### Task
Please set down only the lines below starting with the line with "Target: white blouse" and going on through the line with "[[432, 23]]", verbatim and without pictures.

-------- Data --------

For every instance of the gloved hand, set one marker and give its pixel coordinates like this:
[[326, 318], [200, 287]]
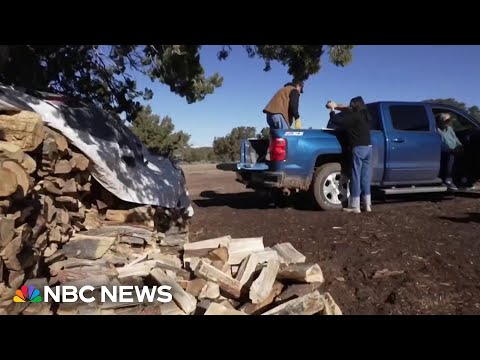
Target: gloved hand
[[298, 124]]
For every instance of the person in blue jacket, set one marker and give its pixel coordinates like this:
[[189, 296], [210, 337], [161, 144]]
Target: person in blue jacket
[[452, 148]]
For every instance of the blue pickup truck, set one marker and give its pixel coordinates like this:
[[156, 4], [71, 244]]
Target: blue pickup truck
[[406, 155]]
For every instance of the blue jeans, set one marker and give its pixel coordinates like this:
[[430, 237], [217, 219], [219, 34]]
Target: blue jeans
[[276, 121], [361, 174]]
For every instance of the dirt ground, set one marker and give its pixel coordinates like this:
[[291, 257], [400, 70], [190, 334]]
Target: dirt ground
[[429, 243]]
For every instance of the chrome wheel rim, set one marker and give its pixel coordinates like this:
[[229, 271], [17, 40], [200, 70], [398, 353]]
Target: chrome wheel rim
[[335, 188]]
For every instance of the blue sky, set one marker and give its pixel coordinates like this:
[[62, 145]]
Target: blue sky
[[393, 72]]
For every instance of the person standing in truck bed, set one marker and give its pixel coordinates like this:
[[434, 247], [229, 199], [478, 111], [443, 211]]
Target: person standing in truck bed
[[355, 120], [282, 110]]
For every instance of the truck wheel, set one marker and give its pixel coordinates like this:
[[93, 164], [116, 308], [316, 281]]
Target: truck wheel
[[330, 187]]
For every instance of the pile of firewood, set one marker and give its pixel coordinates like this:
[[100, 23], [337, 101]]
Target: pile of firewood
[[47, 194], [221, 276], [59, 227]]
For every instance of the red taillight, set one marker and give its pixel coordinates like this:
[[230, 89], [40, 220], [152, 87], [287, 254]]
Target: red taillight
[[278, 149]]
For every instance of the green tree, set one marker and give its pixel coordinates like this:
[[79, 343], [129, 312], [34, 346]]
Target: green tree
[[264, 134], [158, 135], [103, 74], [473, 111], [227, 148], [202, 154]]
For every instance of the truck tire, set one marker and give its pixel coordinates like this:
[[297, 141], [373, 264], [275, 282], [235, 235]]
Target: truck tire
[[330, 188]]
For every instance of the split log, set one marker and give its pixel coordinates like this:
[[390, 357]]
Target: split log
[[9, 254], [302, 273], [51, 187], [218, 309], [249, 264], [48, 208], [184, 300], [331, 308], [142, 214], [69, 187], [288, 254], [195, 286], [14, 152], [96, 281], [297, 290], [24, 128], [60, 140], [73, 262], [225, 282], [54, 235], [79, 162], [208, 244], [252, 309], [23, 180], [211, 290], [88, 248], [219, 254], [141, 269], [239, 249], [166, 259], [62, 167], [168, 309], [9, 182], [101, 205], [262, 286], [306, 305], [7, 226], [91, 220], [62, 217], [56, 256]]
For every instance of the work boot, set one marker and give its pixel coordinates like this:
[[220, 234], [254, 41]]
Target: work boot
[[353, 205], [367, 203], [450, 185]]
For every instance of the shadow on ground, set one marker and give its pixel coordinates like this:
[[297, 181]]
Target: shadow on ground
[[302, 201], [470, 217]]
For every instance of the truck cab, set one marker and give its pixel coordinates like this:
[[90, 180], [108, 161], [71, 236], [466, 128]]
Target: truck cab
[[406, 155]]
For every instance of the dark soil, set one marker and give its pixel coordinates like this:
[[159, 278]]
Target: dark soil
[[430, 243]]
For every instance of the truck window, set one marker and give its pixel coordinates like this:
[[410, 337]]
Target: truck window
[[409, 117], [374, 113], [459, 123]]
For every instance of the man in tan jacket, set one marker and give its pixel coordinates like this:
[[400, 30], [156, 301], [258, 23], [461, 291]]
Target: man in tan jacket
[[282, 110]]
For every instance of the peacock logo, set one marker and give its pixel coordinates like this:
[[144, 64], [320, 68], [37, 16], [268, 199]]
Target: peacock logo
[[29, 294]]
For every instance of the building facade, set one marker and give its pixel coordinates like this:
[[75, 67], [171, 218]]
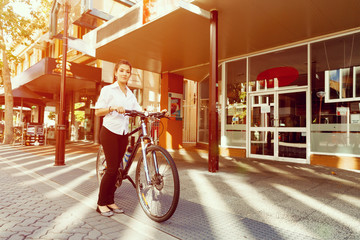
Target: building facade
[[288, 73]]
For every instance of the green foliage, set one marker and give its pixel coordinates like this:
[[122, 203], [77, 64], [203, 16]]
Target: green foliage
[[51, 115], [79, 115]]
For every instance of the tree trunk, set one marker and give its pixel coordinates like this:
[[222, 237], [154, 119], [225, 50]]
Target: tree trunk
[[9, 100]]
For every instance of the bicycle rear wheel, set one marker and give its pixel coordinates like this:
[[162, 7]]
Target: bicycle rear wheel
[[160, 198], [100, 164]]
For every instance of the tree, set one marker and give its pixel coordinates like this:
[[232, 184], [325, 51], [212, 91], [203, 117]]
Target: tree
[[15, 30]]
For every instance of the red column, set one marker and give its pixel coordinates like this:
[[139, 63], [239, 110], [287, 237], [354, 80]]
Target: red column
[[213, 81], [171, 137], [61, 127]]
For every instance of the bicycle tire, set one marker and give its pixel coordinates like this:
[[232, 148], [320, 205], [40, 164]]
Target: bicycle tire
[[100, 164], [160, 199]]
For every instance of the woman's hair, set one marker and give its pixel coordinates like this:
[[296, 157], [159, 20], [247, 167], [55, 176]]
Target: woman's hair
[[117, 65]]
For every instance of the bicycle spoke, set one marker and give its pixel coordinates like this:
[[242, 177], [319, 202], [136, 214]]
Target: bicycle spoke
[[160, 198]]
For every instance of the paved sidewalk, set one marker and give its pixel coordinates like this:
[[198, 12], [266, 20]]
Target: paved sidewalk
[[246, 199]]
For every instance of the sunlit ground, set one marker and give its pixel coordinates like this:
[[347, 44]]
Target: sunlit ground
[[307, 200]]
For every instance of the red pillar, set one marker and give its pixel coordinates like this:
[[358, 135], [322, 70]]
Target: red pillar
[[61, 127], [172, 134], [213, 81]]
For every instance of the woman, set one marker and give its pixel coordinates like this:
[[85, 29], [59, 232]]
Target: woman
[[112, 102]]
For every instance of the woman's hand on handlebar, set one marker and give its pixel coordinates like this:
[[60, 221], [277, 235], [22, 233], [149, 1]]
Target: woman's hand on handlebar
[[118, 109], [166, 113]]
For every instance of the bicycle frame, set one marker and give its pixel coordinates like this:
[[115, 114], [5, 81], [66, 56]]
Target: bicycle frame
[[140, 142]]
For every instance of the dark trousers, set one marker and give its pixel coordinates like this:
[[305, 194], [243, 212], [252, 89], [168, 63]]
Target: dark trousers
[[114, 146]]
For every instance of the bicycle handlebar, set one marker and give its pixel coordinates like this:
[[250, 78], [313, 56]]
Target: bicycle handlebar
[[146, 114]]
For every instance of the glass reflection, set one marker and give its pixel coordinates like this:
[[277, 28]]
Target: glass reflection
[[262, 142]]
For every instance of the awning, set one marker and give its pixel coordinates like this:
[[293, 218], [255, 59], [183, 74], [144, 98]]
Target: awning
[[179, 41]]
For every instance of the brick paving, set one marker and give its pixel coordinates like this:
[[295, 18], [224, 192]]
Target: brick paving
[[246, 199]]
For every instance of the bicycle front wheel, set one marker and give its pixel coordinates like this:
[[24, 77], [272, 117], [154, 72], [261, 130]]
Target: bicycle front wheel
[[100, 164], [158, 199]]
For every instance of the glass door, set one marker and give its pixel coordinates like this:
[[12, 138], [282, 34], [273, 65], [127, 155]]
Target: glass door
[[278, 125]]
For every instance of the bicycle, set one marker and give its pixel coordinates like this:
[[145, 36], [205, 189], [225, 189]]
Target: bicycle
[[156, 178]]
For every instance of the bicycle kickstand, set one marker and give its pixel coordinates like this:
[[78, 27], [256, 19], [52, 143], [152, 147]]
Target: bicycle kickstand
[[130, 179]]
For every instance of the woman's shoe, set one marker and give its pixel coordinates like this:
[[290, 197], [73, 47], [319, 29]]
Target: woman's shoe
[[116, 210], [105, 214]]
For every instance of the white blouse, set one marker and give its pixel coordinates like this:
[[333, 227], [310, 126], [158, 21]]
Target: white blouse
[[111, 95]]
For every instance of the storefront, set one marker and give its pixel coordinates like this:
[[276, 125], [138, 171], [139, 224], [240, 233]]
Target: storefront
[[298, 104], [277, 98]]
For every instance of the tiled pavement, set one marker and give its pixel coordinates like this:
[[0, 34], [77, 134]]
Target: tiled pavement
[[246, 199]]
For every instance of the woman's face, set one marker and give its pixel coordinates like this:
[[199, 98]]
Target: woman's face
[[123, 74]]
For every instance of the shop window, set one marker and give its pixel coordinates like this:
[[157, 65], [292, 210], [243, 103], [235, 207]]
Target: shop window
[[342, 84], [335, 86], [235, 108], [279, 69]]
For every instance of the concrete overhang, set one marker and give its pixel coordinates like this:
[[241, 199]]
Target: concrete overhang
[[178, 41], [42, 77]]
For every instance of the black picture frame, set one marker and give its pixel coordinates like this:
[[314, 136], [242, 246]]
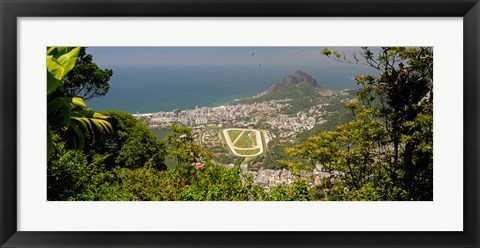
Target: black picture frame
[[10, 10]]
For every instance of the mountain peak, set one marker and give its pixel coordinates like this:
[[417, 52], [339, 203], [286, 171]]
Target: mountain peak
[[294, 78]]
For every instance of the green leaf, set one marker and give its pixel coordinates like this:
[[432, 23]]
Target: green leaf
[[55, 104], [78, 137], [49, 143], [67, 110], [55, 68], [52, 83], [68, 60], [77, 101]]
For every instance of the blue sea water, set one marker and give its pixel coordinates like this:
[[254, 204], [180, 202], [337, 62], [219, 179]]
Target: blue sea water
[[148, 89]]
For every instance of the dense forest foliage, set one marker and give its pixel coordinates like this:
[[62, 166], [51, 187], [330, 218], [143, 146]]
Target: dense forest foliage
[[382, 151]]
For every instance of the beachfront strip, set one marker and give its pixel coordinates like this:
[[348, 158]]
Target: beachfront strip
[[266, 114]]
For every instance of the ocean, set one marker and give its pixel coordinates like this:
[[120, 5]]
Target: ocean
[[148, 89]]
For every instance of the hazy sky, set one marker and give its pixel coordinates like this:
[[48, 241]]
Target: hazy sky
[[295, 56]]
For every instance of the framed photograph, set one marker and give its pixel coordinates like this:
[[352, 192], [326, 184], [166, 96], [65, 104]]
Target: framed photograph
[[226, 123]]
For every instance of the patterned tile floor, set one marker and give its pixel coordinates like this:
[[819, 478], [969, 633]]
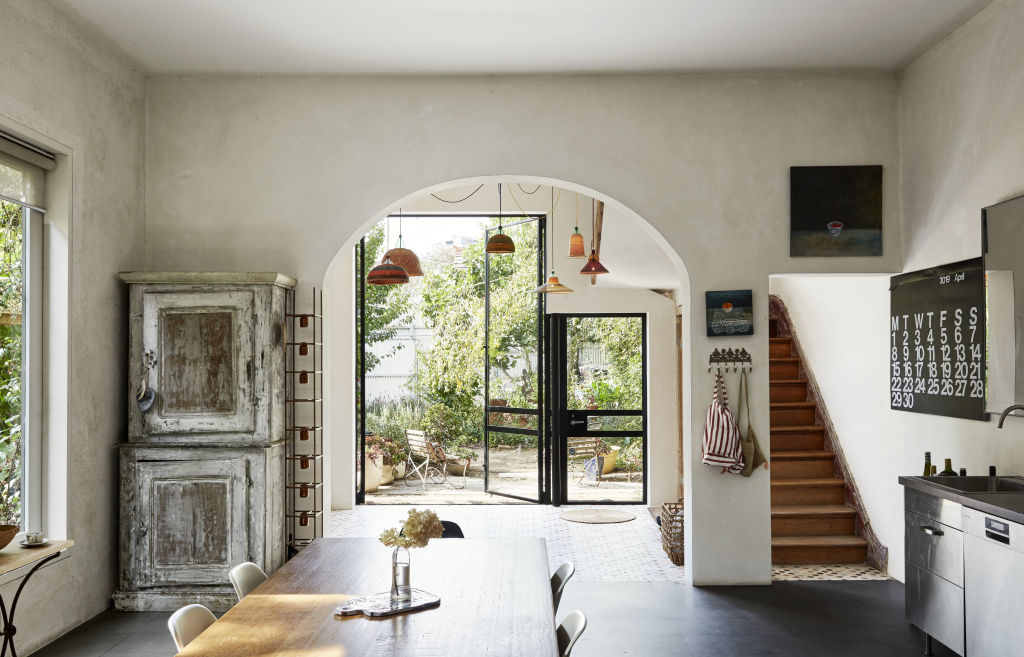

--------

### Exercise response
Target: white blouse
[[111, 95]]
For every instance of the storefront, set one marker and give its pixel coordinates like this:
[[276, 125], [138, 171], [139, 224], [240, 233]]
Target: storefront
[[298, 104], [277, 98]]
For every instance of the tiled pavement, set one marker and give its pixel coordinates like this:
[[0, 34], [77, 134]]
Target: tiled pavement
[[246, 199]]
For every instance of the woman's face, set one marker and give its pixel coordinates like this:
[[199, 98]]
Target: woman's face
[[123, 74]]
For every instance of the shop window, set one marker and give its pixel coordinates like this:
[[157, 65], [292, 210], [243, 103], [235, 207]]
Target: shop window
[[342, 84], [335, 86], [235, 108], [279, 69]]
For every instance of the concrete overhang, set one marker and give its pixel coordinates like this:
[[241, 199]]
Target: concrete overhang
[[178, 41], [42, 77]]
For every instance of the black picture frame, set one marker and give its pixel coordinates like this:
[[314, 136], [242, 246]]
Target: black picture frame
[[10, 10]]
For every instance of the mountain peak, set one marker and give its pixel coordinates like this:
[[417, 52], [339, 203], [286, 171]]
Target: mountain peak
[[294, 78]]
For every instance of the green leaf, set one marker and give its pixel coordinates like this:
[[432, 23]]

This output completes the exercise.